• _Exercise prompt_
Will you transcribe the entries that follow, exactly and in full?

• _The data_
::::::::
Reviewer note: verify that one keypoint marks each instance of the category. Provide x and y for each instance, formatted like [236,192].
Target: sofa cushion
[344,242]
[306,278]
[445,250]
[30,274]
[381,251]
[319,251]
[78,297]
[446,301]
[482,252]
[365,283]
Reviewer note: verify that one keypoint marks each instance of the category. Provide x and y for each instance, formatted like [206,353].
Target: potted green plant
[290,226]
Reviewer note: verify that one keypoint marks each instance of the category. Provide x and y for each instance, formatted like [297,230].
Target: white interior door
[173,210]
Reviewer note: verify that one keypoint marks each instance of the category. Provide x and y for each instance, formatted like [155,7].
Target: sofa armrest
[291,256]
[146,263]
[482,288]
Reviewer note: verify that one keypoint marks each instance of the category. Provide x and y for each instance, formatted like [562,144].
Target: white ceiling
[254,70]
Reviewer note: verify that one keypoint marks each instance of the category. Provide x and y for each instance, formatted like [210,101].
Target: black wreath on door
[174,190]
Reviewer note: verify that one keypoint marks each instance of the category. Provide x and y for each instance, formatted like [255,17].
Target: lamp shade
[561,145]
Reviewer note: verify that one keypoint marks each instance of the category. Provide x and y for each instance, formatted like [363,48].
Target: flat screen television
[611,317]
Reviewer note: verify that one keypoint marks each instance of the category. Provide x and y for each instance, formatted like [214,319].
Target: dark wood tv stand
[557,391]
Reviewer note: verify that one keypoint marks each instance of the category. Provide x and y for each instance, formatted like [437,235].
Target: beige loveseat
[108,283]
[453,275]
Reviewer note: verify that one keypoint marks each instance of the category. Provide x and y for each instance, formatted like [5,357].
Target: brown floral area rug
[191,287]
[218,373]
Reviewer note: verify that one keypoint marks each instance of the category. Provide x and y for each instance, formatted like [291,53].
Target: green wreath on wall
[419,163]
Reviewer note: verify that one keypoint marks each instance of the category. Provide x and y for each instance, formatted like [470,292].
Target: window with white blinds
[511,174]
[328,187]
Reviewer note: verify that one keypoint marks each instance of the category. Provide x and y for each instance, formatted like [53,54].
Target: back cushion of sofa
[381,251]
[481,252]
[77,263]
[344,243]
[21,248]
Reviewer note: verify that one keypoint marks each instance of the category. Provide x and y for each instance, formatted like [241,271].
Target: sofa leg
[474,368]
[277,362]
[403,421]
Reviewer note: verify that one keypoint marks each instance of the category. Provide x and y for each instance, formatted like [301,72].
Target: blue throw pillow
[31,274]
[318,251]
::::::::
• _Correct result_
Reviewer note: verify that one keypoint marks each instance of the category. Provide x and y for each instance, formatted like [236,192].
Target: sofa cushion
[344,242]
[306,278]
[445,250]
[30,274]
[381,251]
[319,251]
[78,297]
[446,301]
[482,252]
[365,283]
Reviewer note: verify that one keypoint marks each instance of the category. Provide x and y for each instance, formatted like [206,353].
Target: potted green plant
[290,226]
Reviewer note: verify that one keypoint marks each instance of the category. Provide x and y for each instance, formatted like [297,230].
Target: white interior door
[173,210]
Reviewer note: verify that one keypoint marks each instance of the category. Provide x and y for each instance, formatted like [155,7].
Target: sofa armrest
[291,256]
[146,263]
[482,288]
Reviewer note: verify that one keypoint marks each instance of the category. Provide x and y for each instance, formatted like [562,144].
Target: white ceiling
[254,70]
Reviewer note: verify that one keypoint marks each instance of the category. Provide x and y for each instance, formatted like [210,101].
Target: black wreath on door
[174,190]
Reviewer note: verify that one keypoint marks each instance of the category. Provide x and y for each instance, formatted like [255,17].
Target: lamp shade
[561,145]
Reviewer note: verify that one keypoint marks each instance of the category. Provide x and y for each instance, formatted like [363,48].
Target: flat screen television
[611,317]
Reviewer note: verify that one keypoint marks each instance of the category. Provide x and y for each instance, formatted like [214,319].
Target: dark wood tv stand
[557,391]
Reviewer note: verify that one keypoint marks each instance of the category. Provide x and y for each instance, formatted like [437,235].
Target: beige loveseat
[108,283]
[453,275]
Reviewer note: verify that one keypoint marks each instance of the category. Provide x and y for each instance, formatted like [5,357].
Target: brown floral area rug
[191,287]
[218,373]
Reviewer note: verify that one keypoint marks each instance of the category. Provide x and y for each instance, formatted like [291,53].
Target: green wreath on wall
[419,163]
Reviewer note: verify that one keypoint marks each instance of the category. Provide x and y for each instance, formatted like [470,292].
Target: window with white blinds
[511,174]
[328,187]
Reviewer note: verify that one keypoint marks each instance of the category. Provide x and y for each instance, formatted like [53,54].
Target: back cushion of sofa
[381,251]
[481,252]
[77,263]
[344,243]
[21,248]
Reviewer note: verify that one keypoint marks each instance of the category. Provide x and y for each instance, formatted like [241,271].
Target: sofa leg
[474,368]
[277,362]
[403,421]
Reviewer note: verify that one keypoint marks each instance of the category. Provide x and y for each instance, formatted like [301,72].
Target: blue throw pillow
[31,274]
[318,251]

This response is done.